#### TEXT
>>

In a orthogonal direction, the frequency and probability with which behaviour is observed gets more attention in approaches that can be labeled as: stochastic process mining. In [35], Leemans et al. proposed a new conformance checking method with the goal of taking into account routing probabilities, which improves the accuracy of the diagnostics.

5.2 Interpretation of Results

Interpretation of results based on process model notations or visualizations can be difficult for stakeholders leading to transparency challenges. For example, the presence of loops together with optional activities may enable non obvious process behaviour and the filtering of edges in a directly-follows graph may lead to invalid statistics as is illustrated for many commercial tools in [74].

However, also for discovery approaches based on clear semantics misinterpretations are possible. As an example, the models discovered by the Inductive Miner often contain silent transitions that allow to skip certain behaviour that in combination with loops allow any behaviour. This may be difficult to spot for a non-expert. Whereas there exists research on the comprehension of process models [75], little work has yet been done in the context of automated process discovery.

Recently the question of interpretability of process mining results has been touched upon by Mendling et al. [76] who raise the issue that the quality of process mining results needs to be judged in light of the tasks of a process analyst using the models. A first technical contribution for process discovery in this direction was provided by Fahland et al. [77] with a new variant of the Inductive Miner that was evaluated in a user study in which an analyst’s trust in the model as considered. Overall, there has been surprisingly little research on this topic given the claim of process mining to provide white-box models.

<<

#### WORK REQUEST 1
Name every research group the process mining passage cites as "et al."
#### WORK REQUEST 2
According to the process mining passage, what do the models discovered by the Inductive Miner often contain?
Rely only on the passage about process mining results.

#### RECORD SET
>>

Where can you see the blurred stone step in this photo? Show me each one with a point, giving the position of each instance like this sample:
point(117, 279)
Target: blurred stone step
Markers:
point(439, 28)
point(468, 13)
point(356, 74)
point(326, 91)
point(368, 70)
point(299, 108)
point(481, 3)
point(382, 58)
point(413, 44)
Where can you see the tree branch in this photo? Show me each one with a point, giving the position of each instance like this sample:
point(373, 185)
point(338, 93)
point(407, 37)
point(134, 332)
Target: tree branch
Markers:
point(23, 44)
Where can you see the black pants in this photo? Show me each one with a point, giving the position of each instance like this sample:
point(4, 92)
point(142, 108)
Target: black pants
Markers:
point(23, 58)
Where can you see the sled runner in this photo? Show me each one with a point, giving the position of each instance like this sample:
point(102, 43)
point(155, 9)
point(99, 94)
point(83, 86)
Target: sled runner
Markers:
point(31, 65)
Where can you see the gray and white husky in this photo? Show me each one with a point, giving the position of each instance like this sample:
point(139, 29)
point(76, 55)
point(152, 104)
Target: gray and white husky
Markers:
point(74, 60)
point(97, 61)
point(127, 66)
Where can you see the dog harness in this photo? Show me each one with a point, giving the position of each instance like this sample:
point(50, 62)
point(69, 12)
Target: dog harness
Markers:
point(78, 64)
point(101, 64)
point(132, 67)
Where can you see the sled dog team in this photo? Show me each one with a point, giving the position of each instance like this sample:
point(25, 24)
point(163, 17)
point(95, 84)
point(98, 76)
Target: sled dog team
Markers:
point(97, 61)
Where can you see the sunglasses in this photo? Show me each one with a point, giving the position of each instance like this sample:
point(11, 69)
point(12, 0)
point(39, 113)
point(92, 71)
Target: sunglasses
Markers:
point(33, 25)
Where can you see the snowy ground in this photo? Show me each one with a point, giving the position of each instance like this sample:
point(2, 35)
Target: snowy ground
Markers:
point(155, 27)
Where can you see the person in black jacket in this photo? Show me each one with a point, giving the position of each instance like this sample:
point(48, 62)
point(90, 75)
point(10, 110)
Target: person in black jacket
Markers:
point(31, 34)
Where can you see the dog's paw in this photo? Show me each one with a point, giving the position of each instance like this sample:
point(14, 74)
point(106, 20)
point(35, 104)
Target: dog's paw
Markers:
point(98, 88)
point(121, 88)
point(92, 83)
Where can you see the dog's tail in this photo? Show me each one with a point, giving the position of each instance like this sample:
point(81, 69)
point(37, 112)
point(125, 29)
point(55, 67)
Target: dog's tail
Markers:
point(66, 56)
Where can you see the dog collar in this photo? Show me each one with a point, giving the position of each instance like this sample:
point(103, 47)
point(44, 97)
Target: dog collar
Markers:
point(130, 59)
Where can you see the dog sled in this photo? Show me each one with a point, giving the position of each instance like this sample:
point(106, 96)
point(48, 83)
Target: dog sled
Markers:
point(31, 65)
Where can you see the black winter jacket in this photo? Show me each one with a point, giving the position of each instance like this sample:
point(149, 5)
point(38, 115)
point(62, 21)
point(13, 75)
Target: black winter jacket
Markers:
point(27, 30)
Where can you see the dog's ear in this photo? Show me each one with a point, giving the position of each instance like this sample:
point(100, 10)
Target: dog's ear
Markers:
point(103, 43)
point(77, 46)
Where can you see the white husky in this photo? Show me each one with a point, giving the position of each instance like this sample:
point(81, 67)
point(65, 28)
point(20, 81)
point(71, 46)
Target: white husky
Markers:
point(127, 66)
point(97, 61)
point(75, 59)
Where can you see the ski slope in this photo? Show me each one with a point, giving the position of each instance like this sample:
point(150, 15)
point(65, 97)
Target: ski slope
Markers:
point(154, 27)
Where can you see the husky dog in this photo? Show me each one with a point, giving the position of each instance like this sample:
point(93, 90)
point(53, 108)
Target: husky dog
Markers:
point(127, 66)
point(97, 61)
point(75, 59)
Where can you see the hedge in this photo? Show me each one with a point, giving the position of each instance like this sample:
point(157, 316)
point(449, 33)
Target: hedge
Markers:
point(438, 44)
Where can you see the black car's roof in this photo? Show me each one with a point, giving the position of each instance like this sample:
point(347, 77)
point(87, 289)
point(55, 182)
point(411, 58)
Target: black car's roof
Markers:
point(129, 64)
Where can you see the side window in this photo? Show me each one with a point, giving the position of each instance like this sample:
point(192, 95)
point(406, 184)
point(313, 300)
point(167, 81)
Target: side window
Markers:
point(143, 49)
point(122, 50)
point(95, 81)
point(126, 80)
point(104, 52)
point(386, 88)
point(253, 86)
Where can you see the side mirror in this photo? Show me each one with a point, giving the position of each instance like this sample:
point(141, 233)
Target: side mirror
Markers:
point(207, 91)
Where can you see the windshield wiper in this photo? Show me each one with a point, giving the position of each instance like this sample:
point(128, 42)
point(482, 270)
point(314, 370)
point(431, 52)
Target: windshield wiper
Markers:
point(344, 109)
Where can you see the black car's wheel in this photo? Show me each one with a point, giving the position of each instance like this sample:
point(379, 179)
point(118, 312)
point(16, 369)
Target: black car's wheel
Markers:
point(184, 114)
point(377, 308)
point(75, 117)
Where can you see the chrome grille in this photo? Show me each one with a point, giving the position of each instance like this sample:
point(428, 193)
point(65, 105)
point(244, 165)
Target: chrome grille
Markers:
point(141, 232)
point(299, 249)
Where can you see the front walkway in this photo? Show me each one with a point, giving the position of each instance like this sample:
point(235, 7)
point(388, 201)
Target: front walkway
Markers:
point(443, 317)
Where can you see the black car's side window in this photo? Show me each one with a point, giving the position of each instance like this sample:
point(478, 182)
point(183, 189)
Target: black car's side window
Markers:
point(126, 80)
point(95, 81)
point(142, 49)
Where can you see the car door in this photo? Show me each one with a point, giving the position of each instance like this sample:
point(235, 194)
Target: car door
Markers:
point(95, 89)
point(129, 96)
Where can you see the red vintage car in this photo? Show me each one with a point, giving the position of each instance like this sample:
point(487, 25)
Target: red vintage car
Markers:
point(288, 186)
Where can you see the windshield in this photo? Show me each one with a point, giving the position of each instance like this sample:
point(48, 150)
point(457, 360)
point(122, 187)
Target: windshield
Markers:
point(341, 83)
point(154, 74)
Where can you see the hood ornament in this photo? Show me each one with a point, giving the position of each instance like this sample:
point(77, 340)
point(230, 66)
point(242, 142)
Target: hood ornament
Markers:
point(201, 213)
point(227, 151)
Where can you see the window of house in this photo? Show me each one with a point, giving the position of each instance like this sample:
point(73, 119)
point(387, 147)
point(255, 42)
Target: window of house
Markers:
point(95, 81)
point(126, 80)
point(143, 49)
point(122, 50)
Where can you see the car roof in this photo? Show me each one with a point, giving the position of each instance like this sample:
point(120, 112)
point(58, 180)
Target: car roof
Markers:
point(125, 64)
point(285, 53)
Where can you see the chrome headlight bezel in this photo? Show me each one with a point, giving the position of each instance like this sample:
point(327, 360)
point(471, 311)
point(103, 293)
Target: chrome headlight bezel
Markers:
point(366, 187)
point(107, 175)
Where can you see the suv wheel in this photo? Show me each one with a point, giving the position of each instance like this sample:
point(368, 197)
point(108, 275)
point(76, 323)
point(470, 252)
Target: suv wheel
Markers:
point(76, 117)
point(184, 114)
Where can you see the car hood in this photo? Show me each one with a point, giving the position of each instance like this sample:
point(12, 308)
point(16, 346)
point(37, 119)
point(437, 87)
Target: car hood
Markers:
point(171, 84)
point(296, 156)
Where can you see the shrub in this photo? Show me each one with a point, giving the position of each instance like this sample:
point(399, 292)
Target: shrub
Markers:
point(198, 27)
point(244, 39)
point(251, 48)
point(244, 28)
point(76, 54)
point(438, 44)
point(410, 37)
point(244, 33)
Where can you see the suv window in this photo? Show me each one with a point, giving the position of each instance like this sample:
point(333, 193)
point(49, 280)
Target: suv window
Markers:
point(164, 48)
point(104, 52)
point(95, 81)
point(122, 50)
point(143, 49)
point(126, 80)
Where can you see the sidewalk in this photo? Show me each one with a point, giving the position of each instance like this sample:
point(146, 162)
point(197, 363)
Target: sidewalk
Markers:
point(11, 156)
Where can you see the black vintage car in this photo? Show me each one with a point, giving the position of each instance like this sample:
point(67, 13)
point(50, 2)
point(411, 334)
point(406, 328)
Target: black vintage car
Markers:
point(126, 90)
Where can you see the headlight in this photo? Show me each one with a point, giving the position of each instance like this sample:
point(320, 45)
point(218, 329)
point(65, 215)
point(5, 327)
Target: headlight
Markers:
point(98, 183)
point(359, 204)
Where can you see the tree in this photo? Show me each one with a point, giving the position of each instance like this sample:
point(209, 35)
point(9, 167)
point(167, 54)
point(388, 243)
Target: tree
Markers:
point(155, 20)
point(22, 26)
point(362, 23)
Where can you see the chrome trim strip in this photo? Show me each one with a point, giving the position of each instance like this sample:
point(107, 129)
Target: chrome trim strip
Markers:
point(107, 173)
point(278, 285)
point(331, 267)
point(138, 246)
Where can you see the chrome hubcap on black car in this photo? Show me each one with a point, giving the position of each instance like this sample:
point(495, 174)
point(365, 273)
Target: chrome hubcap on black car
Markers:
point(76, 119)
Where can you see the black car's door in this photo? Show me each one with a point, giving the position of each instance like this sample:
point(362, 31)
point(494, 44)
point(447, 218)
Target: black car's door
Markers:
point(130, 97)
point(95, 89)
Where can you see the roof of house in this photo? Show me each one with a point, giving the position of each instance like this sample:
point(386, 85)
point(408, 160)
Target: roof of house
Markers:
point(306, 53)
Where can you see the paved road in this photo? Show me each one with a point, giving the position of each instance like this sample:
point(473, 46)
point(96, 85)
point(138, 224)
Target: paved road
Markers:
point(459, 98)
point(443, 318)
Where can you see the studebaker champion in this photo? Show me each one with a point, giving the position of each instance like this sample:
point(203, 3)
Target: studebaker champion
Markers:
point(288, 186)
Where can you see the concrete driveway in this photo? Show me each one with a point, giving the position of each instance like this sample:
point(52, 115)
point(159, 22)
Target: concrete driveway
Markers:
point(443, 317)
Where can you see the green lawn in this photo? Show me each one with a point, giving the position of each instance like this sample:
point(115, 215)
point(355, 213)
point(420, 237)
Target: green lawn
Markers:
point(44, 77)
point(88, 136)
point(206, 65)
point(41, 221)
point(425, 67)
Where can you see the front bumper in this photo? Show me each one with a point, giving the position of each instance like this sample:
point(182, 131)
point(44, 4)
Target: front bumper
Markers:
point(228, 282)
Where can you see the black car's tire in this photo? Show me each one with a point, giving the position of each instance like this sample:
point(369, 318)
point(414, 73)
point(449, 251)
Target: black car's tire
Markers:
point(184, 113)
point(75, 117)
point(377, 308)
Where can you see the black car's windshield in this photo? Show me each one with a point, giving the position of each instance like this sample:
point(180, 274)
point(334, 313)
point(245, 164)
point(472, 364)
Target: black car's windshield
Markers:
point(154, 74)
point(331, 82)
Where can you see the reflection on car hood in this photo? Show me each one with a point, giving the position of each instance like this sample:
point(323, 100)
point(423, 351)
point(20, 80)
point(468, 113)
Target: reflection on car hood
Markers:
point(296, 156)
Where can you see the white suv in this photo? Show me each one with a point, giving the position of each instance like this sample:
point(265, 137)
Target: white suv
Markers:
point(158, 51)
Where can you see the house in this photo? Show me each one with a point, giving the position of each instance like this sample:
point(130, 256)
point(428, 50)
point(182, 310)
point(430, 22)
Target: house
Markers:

<<

#### WRITTEN SOLUTION 1
Leemans et al., Mendling et al., Fahland et al.

#### WRITTEN SOLUTION 2
Silent transitions that allow certain behaviour to be skipped.